__What is required__
Rewrite the records as a numbered list, beginning with the first line and stopping after the line that contains "column 555, row 274". Omit blank lines and leave the pictures out.
_ _ _ _ _ _ _
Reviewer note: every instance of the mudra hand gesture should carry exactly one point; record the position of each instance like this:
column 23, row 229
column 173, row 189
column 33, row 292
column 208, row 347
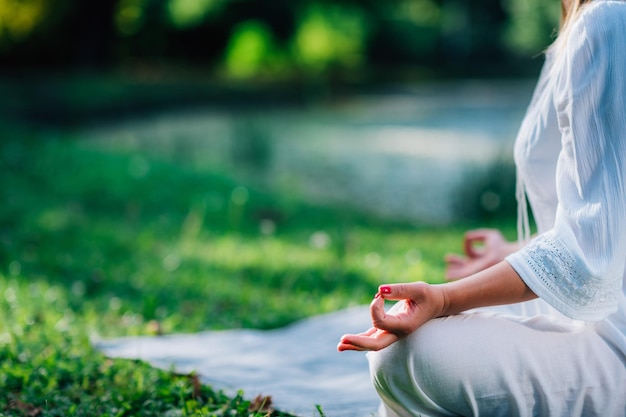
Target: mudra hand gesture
column 483, row 248
column 418, row 303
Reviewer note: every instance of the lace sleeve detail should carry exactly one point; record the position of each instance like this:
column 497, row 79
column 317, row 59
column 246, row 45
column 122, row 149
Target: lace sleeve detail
column 555, row 274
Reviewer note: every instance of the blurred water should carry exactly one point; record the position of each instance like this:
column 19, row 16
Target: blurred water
column 402, row 153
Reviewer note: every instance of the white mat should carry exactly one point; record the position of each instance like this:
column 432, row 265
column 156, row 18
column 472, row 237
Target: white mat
column 298, row 366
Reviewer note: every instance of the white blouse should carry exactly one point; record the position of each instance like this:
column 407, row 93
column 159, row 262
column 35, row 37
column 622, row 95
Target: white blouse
column 571, row 159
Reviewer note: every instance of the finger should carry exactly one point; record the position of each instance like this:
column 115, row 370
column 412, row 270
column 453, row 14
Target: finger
column 377, row 341
column 454, row 259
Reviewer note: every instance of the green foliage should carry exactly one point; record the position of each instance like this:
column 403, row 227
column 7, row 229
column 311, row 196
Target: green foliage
_ _ _ _ _ _ _
__Task output__
1. Reviewer note: every instance of the mudra hand gesture should carry exactly one point; record the position of each instance like this:
2. column 23, row 229
3. column 173, row 189
4. column 33, row 292
5. column 208, row 347
6. Target: mudra hand gesture
7. column 483, row 248
8. column 418, row 303
9. Reviewer note: every instance of the lace sleeve detail should carry exactly one point; record the position of each instance like this:
10. column 497, row 79
11. column 317, row 59
12. column 246, row 45
13. column 122, row 149
14. Target: lace sleeve detail
15. column 555, row 274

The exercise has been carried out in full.